Records from a data collection
------------

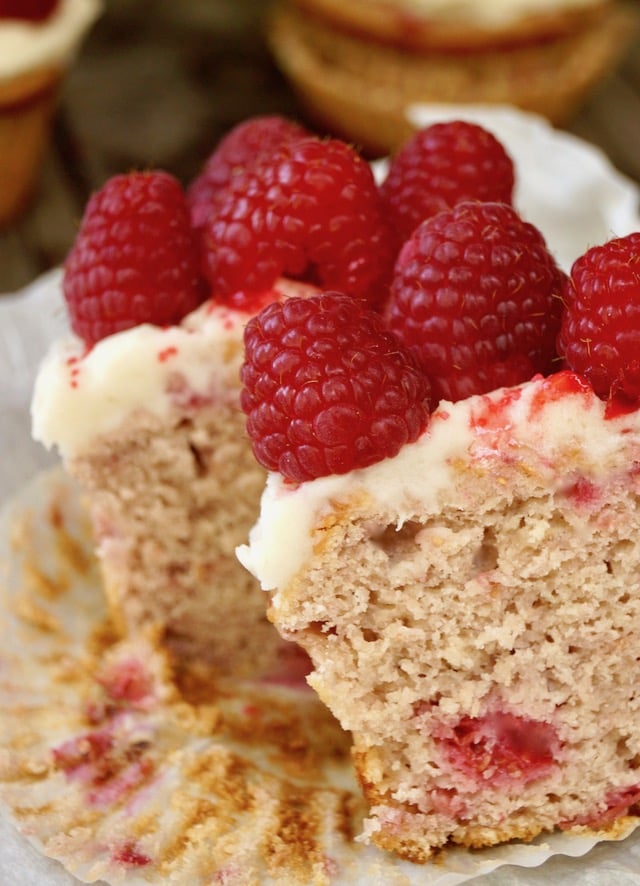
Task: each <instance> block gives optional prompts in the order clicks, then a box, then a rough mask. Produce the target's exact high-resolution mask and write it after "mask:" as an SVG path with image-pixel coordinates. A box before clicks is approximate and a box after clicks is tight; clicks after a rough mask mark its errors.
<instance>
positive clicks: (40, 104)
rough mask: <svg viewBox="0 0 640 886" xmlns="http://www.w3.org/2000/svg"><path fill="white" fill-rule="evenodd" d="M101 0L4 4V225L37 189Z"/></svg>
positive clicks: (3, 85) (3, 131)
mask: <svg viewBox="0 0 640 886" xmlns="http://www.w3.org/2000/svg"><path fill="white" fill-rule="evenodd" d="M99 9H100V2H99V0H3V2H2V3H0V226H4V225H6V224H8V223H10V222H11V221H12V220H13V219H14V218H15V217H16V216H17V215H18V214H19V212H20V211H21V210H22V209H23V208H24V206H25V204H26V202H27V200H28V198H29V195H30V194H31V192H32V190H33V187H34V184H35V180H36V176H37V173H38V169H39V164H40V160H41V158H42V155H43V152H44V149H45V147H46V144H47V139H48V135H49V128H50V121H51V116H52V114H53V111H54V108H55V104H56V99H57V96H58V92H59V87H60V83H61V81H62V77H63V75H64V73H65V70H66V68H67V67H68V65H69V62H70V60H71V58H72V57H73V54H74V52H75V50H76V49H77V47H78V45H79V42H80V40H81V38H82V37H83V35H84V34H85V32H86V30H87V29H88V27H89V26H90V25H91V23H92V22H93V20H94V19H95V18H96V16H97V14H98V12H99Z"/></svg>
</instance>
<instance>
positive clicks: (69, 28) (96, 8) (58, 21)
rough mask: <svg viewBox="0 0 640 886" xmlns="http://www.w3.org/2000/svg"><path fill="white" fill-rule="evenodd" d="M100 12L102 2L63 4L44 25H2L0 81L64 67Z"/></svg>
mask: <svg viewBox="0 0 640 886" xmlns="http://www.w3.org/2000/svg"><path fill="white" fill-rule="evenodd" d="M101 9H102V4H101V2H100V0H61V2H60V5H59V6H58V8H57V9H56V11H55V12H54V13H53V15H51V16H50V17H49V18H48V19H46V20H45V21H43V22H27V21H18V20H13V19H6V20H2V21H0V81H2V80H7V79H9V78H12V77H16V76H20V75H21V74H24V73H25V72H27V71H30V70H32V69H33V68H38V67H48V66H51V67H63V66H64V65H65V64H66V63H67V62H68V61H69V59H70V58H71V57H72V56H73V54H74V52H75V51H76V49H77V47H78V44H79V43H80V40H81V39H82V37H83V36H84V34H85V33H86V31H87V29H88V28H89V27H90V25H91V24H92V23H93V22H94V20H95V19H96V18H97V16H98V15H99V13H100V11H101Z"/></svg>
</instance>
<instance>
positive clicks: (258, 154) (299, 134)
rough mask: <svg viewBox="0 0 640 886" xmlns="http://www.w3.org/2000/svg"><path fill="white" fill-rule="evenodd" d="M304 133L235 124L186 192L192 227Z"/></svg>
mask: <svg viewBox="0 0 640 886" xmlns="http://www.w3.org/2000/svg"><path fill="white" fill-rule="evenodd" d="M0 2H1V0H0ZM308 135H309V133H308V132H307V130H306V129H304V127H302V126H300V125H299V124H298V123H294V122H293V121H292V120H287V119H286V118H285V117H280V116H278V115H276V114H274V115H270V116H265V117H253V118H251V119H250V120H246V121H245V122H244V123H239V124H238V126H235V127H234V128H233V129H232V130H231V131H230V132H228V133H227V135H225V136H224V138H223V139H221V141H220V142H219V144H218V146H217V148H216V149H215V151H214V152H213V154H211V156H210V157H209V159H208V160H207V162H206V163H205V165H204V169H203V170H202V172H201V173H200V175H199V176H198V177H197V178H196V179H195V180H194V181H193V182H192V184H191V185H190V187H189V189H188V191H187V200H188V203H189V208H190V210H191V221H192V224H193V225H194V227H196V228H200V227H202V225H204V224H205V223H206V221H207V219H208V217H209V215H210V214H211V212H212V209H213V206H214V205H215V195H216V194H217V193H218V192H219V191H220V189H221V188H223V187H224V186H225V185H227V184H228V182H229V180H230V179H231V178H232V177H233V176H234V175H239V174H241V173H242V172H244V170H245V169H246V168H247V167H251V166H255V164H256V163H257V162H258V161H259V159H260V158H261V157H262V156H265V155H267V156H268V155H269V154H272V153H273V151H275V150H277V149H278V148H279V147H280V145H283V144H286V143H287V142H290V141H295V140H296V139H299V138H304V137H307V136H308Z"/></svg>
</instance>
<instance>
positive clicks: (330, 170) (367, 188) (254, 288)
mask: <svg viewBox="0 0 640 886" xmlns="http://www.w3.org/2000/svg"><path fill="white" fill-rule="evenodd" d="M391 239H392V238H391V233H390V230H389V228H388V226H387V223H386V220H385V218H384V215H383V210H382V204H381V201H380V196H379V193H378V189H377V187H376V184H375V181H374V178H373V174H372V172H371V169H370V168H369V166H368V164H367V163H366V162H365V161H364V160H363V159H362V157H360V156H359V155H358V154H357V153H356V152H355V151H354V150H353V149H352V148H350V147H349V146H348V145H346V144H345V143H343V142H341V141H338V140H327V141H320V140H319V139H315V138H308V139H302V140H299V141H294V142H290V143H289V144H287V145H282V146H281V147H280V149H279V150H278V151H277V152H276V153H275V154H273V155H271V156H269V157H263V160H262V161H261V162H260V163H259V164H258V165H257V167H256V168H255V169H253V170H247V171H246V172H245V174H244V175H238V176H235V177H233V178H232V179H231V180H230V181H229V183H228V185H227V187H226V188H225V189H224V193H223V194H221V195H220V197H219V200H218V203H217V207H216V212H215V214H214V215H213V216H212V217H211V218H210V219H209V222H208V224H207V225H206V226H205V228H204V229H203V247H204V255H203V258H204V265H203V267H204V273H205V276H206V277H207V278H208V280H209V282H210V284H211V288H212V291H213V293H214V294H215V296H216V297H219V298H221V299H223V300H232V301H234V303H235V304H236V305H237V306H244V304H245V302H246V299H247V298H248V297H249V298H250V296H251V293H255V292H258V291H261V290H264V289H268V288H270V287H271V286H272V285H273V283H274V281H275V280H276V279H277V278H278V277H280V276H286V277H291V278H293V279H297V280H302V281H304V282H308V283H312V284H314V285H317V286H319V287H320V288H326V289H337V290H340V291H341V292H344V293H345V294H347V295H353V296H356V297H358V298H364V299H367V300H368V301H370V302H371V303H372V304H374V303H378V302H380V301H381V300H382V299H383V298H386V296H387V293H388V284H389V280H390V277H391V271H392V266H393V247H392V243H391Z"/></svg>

------------

When you transcribe the lines above, keep every word exact but leave the pictures behind.

Task: each <instance> block gives optional prompts in the order clicks, then a box, then a rough mask. Produce the target's exact high-resolution mask and write it after "mask:" as an SVG path with image-pixel coordinates. A box before clicks is approximate and a box after clicks is tight; clicks after a rough mask mark its errors.
<instance>
positive clicks: (40, 104)
rough mask: <svg viewBox="0 0 640 886" xmlns="http://www.w3.org/2000/svg"><path fill="white" fill-rule="evenodd" d="M101 0L4 4V225L37 189Z"/></svg>
positive clicks: (3, 85) (3, 131)
mask: <svg viewBox="0 0 640 886" xmlns="http://www.w3.org/2000/svg"><path fill="white" fill-rule="evenodd" d="M99 9H100V2H99V0H3V2H2V3H0V226H4V225H6V224H8V223H10V222H11V221H12V220H13V219H14V218H15V217H16V216H17V215H18V214H19V212H20V211H21V210H22V209H23V208H24V206H25V204H26V202H27V200H28V198H29V195H30V194H31V192H32V190H33V187H34V184H35V180H36V176H37V173H38V169H39V164H40V160H41V158H42V155H43V152H44V149H45V147H46V144H47V139H48V135H49V128H50V121H51V116H52V114H53V111H54V108H55V104H56V99H57V96H58V92H59V87H60V83H61V81H62V77H63V75H64V73H65V70H66V68H67V67H68V65H69V62H70V60H71V58H72V57H73V54H74V52H75V50H76V49H77V47H78V45H79V42H80V40H81V38H82V37H83V35H84V34H85V32H86V30H87V29H88V27H89V26H90V25H91V23H92V22H93V20H94V19H95V18H96V16H97V14H98V12H99Z"/></svg>
</instance>
<instance>
positive clicks: (69, 28) (96, 8) (58, 21)
rough mask: <svg viewBox="0 0 640 886" xmlns="http://www.w3.org/2000/svg"><path fill="white" fill-rule="evenodd" d="M100 12L102 2L63 4L44 25H2L0 81L64 67Z"/></svg>
mask: <svg viewBox="0 0 640 886" xmlns="http://www.w3.org/2000/svg"><path fill="white" fill-rule="evenodd" d="M101 9H102V4H101V2H100V0H61V2H60V5H59V6H58V8H57V9H56V11H55V12H54V13H53V15H51V16H50V17H49V18H48V19H46V20H45V21H43V22H27V21H18V20H13V19H6V20H2V21H0V81H2V80H7V79H9V78H12V77H16V76H20V75H21V74H24V73H25V72H27V71H30V70H32V69H33V68H38V67H48V66H51V67H63V66H64V65H65V64H66V63H67V62H68V61H69V59H70V58H71V57H72V56H73V54H74V52H75V51H76V49H77V47H78V44H79V43H80V40H81V39H82V37H83V36H84V34H85V33H86V31H87V29H88V28H89V27H90V25H91V24H92V23H93V22H94V20H95V19H96V18H97V16H98V15H99V13H100V11H101Z"/></svg>
</instance>
<instance>
positive clicks: (258, 154) (299, 134)
rough mask: <svg viewBox="0 0 640 886" xmlns="http://www.w3.org/2000/svg"><path fill="white" fill-rule="evenodd" d="M304 133L235 124L186 192L192 227Z"/></svg>
mask: <svg viewBox="0 0 640 886" xmlns="http://www.w3.org/2000/svg"><path fill="white" fill-rule="evenodd" d="M0 2H1V0H0ZM308 135H309V133H308V132H307V130H306V129H304V127H302V126H300V125H299V124H298V123H294V122H293V121H292V120H287V119H286V118H285V117H280V116H278V115H276V114H274V115H270V116H265V117H253V118H251V119H250V120H246V121H245V122H244V123H239V124H238V126H235V127H234V128H233V129H232V130H231V131H230V132H228V133H227V135H225V136H224V138H223V139H221V141H220V142H219V144H218V146H217V148H216V149H215V151H214V152H213V154H211V156H210V157H209V159H208V160H207V162H206V163H205V165H204V169H203V170H202V172H201V173H200V175H199V176H198V177H197V178H196V179H195V180H194V181H193V182H192V184H191V185H190V187H189V189H188V191H187V200H188V203H189V208H190V210H191V221H192V224H193V225H194V227H196V228H200V227H202V225H204V224H205V223H206V221H207V219H208V217H209V215H210V214H211V212H212V209H213V206H214V205H215V195H216V194H217V193H218V192H219V191H220V189H221V188H223V187H224V186H225V185H227V184H228V182H229V180H230V179H231V178H232V177H233V176H234V175H239V174H241V173H242V172H244V170H245V169H246V168H247V167H251V166H255V164H256V163H257V162H258V161H259V159H260V158H261V157H262V156H265V155H267V156H268V155H269V154H272V153H273V151H275V150H277V149H278V148H279V147H280V145H283V144H286V143H287V142H290V141H295V140H296V139H299V138H304V137H307V136H308Z"/></svg>
</instance>
<instance>
positive clicks: (330, 170) (367, 188) (254, 288)
mask: <svg viewBox="0 0 640 886" xmlns="http://www.w3.org/2000/svg"><path fill="white" fill-rule="evenodd" d="M391 239H392V238H391V233H390V230H389V228H388V226H387V223H386V220H385V218H384V215H383V210H382V204H381V201H380V196H379V193H378V189H377V187H376V184H375V181H374V178H373V174H372V172H371V169H370V168H369V166H368V164H367V163H366V162H365V161H364V160H363V159H362V157H360V156H359V155H358V154H357V153H356V152H355V151H354V150H353V149H352V148H350V147H349V146H348V145H346V144H345V143H343V142H341V141H338V140H327V141H320V140H319V139H315V138H308V139H302V140H299V141H294V142H290V143H289V144H287V145H282V146H281V147H280V149H279V150H278V151H277V152H276V153H275V154H273V155H271V156H269V157H263V160H262V161H261V162H260V163H259V164H258V165H257V167H256V168H255V169H253V170H247V171H246V172H245V174H244V175H238V176H235V177H233V178H232V179H231V180H230V181H229V183H228V185H227V187H226V188H225V189H224V193H223V194H221V195H220V197H219V200H218V203H217V207H216V212H215V214H214V215H213V216H212V217H211V218H210V219H209V222H208V224H207V225H206V226H205V228H204V229H203V247H204V255H203V258H204V265H203V267H204V273H205V276H206V277H207V278H208V280H209V282H210V284H211V288H212V291H213V293H214V294H215V296H216V297H219V298H221V299H223V300H232V301H234V303H235V304H236V305H237V306H244V304H245V302H246V299H247V298H248V297H249V298H250V296H251V293H255V292H258V291H261V290H264V289H268V288H270V287H271V286H272V285H273V283H274V281H275V280H276V279H277V278H278V277H280V276H286V277H291V278H293V279H297V280H302V281H304V282H308V283H312V284H314V285H317V286H319V287H320V288H326V289H337V290H340V291H341V292H344V293H345V294H347V295H353V296H356V297H358V298H364V299H367V300H368V301H370V302H371V303H372V304H374V303H378V302H380V301H381V300H382V299H383V298H386V296H387V293H388V284H389V280H390V277H391V271H392V266H393V247H392V243H391Z"/></svg>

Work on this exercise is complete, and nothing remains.